*ACTIVITY*.
Each entry needs to be copied exactly, with nothing left out.
*** Opening of DATA EXCERPTS ***
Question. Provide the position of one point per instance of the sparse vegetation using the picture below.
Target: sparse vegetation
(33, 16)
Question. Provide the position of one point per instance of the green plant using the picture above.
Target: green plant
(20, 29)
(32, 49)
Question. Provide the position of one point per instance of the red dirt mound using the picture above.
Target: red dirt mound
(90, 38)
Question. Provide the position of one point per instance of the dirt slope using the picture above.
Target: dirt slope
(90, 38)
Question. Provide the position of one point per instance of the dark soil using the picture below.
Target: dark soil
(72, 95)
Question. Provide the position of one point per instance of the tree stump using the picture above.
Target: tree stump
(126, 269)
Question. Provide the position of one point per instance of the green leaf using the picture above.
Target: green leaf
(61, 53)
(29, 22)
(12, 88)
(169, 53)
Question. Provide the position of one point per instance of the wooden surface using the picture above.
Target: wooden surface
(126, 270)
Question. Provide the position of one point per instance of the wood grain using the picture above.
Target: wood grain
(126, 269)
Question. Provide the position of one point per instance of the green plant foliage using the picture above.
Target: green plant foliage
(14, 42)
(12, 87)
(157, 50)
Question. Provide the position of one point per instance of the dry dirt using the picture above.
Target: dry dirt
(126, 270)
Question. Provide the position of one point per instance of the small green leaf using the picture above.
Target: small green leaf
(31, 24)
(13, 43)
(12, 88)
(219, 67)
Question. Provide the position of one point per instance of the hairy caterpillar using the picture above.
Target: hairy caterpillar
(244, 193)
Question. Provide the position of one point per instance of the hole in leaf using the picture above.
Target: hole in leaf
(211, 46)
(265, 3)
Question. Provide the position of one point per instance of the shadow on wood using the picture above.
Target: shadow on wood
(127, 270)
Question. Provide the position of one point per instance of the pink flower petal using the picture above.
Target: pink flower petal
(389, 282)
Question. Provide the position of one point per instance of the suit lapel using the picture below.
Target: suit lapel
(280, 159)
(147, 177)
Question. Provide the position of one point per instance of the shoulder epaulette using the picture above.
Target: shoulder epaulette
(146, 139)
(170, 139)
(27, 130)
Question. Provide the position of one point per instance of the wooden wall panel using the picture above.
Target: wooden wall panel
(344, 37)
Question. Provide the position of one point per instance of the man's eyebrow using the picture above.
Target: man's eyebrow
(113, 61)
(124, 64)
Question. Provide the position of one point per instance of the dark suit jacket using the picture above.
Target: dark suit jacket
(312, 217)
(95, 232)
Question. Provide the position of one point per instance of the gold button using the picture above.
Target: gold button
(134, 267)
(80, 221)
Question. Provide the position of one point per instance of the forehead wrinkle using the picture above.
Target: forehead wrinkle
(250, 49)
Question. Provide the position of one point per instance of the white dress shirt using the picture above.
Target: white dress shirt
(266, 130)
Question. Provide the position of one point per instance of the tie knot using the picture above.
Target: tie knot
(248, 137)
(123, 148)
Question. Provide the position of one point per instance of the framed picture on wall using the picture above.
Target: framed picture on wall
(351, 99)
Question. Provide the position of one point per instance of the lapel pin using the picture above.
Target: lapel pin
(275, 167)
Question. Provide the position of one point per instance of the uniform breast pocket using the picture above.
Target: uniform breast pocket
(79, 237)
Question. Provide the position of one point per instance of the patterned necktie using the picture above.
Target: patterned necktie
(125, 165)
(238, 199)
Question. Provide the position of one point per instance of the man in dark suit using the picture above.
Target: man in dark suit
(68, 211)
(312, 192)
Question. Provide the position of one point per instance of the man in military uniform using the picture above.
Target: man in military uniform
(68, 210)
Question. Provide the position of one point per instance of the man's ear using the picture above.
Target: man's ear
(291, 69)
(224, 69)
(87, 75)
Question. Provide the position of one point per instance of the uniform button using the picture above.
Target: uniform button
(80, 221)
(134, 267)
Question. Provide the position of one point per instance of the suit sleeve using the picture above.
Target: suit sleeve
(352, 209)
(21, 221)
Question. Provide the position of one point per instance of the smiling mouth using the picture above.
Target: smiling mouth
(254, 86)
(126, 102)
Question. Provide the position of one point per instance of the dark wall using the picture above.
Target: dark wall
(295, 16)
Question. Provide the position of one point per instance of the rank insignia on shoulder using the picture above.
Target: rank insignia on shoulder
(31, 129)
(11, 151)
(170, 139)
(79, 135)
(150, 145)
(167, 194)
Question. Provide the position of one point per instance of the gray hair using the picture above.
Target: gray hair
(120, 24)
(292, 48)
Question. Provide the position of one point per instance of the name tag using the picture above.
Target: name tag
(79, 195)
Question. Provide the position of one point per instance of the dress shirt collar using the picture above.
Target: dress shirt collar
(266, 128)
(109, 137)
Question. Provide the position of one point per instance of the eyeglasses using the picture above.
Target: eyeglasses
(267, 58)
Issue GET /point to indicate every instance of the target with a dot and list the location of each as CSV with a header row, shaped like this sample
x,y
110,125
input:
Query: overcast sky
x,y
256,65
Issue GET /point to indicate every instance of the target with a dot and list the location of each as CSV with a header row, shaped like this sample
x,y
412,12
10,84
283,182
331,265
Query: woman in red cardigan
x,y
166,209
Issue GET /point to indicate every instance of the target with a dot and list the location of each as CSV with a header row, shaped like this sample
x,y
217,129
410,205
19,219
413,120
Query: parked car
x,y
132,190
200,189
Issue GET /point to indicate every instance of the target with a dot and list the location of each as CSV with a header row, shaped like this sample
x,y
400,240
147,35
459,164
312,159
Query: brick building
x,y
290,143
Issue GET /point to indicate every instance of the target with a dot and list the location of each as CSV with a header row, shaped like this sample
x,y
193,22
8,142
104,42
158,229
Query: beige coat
*** Close of DATA EXCERPTS ***
*ANSWER SPACE*.
Question. Provide the position of one point per instance of the sparse vegetation using the picture below.
Target: sparse vegetation
(33, 16)
Question. Provide the position of one point per instance of the green plant using the picture above.
Target: green plant
(20, 29)
(32, 49)
Question. Provide the position of one point per instance of the red dirt mound using the picture above.
Target: red dirt mound
(90, 38)
Question. Provide the position of one point per instance of the dirt slope using the picture above.
Target: dirt slope
(90, 38)
Question. Provide the position of one point per instance of the dark soil using the picture below.
Target: dark soil
(72, 95)
Question. Provide the position of one point per instance of the tree stump using the picture above.
Target: tree stump
(126, 269)
Question. Provide the position of one point per instance of the green leaf using the picture above.
Target: green leaf
(61, 53)
(29, 22)
(12, 88)
(169, 53)
Question. Provide the position of one point per instance of the wooden surface using the picture above.
Target: wooden surface
(126, 270)
Question. Provide the position of one point per instance of the wood grain using the picture above.
Target: wood grain
(126, 269)
Question. Provide the position of one point per instance of the green plant foliage using the picture above.
Target: green plant foliage
(14, 42)
(12, 87)
(157, 50)
Question. Provide the position of one point per instance of the dry dirt using the picture above.
Target: dry dirt
(126, 270)
Question. Provide the position of one point per instance of the small green leaf using the picture above.
Target: small green leaf
(31, 24)
(13, 43)
(12, 88)
(219, 67)
Question. Provide the position of one point per instance of the hairy caterpillar using the picture above.
Target: hairy caterpillar
(244, 193)
Question. Provide the position of one point per instance of the hole in leaf using the picture above.
Target: hole in leaf
(211, 46)
(265, 3)
Question. Provide the position of one point per instance of the shadow on wood using the picture above.
Target: shadow on wood
(127, 270)
Question. Provide the position of one point per instance of the pink flower petal using the picture above.
Target: pink flower petal
(389, 282)
Question. Provide the position of one point per instance of the suit lapel using the picture below.
Target: suit lapel
(280, 159)
(147, 177)
Question. Provide the position of one point per instance of the shoulder epaulette using the picture above.
Target: shoulder epaulette
(146, 139)
(170, 139)
(27, 130)
Question. Provide the position of one point per instance of the wooden wall panel using the picture above.
Target: wooden wall panel
(344, 37)
Question. Provide the position of one point per instance of the man's eyebrow using the picture above.
Target: man's eyebrow
(113, 61)
(124, 64)
Question. Provide the position of one point per instance of the dark suit jacket using the picture above.
Target: dark suit jacket
(312, 217)
(95, 232)
Question. Provide the position of one point per instance of the gold button using the picture above.
Target: gold button
(134, 267)
(80, 221)
Question. Provide the position of one point per instance of the forehead wrinkle using the picture above.
Target: forehead wrinkle
(250, 49)
Question. Provide the position of one point per instance of the white dress shirt using the picture above.
Target: white dress shirt
(266, 130)
Question. Provide the position of one point per instance of the tie knot using the picture above.
Target: tie knot
(248, 137)
(123, 148)
Question. Provide the position of one point per instance of the framed picture on wall using the picture above.
Target: framed picture on wall
(351, 99)
Question. Provide the position of one point per instance of the lapel pin using the picture above.
Target: lapel pin
(275, 167)
Question. Provide the position of one point per instance of the uniform breast pocket using the picture above.
Target: uniform breast pocket
(79, 237)
Question. Provide the position of one point per instance of the patterned necktie using the picture above.
Target: patterned necktie
(125, 165)
(238, 199)
Question. Provide the position of one point per instance of the man in dark suit using the picture above.
Target: man in dark suit
(68, 211)
(312, 192)
Question. Provide the position of one point per instance of the man in military uniform using the picture above.
Target: man in military uniform
(68, 210)
Question. Provide the position of one point per instance of the man's ear using the picture above.
Target: man's ear
(291, 69)
(224, 69)
(87, 75)
Question. Provide the position of one point per instance of the uniform button using the picture above.
Target: uniform button
(80, 221)
(134, 267)
Question. Provide the position of one point per instance of the suit sleeve using the picture above.
Target: suit sleeve
(352, 209)
(21, 221)
Question. Provide the position of one point per instance of the smiling mouth using the picture above.
Target: smiling mouth
(254, 86)
(126, 102)
Question. Provide the position of one point per instance of the dark wall using the picture above.
Target: dark wall
(295, 16)
Question. Provide the position of one point per instance of the rank insignia on shoulder using the picture above.
Target: rank insignia on shoulder
(31, 129)
(11, 151)
(170, 139)
(79, 135)
(150, 145)
(167, 194)
Question. Provide the position of one point per instance of the gray hair using the picture above.
Target: gray hair
(120, 24)
(292, 48)
Question. Provide the position of one point per instance of the name tag using the picture above.
Target: name tag
(79, 195)
Question. Provide the position of one point per instance of the dress shirt collar using the picture above.
Target: dress shirt collar
(266, 128)
(109, 137)
Question. Provide the position of one point per instance of the eyeglasses using the picture above.
Target: eyeglasses
(267, 58)
Issue GET /point to indicate every instance of the target with a dot and list the location of each as CSV with a header row, shaped like this sample
x,y
110,125
input:
Query: overcast sky
x,y
256,65
Issue GET /point to indicate every instance of the target with a dot and list the location of each as CSV with a header row, shaped like this sample
x,y
412,12
10,84
283,182
331,265
Query: woman in red cardigan
x,y
166,209
Issue GET /point to indicate every instance of the target with a dot and list the location of each as CSV with a header row, shaped like this sample
x,y
217,129
410,205
19,219
413,120
Query: parked car
x,y
132,190
200,189
Issue GET /point to indicate every instance of the target with a dot and list the location of each as CSV with a header row, shaped like this sample
x,y
400,240
147,35
459,164
312,159
Query: brick building
x,y
290,143
Issue GET /point to indicate every instance of the target with a dot and list the location of each as CSV with a header row, shaped like this sample
x,y
193,22
8,142
104,42
158,229
Query: beige coat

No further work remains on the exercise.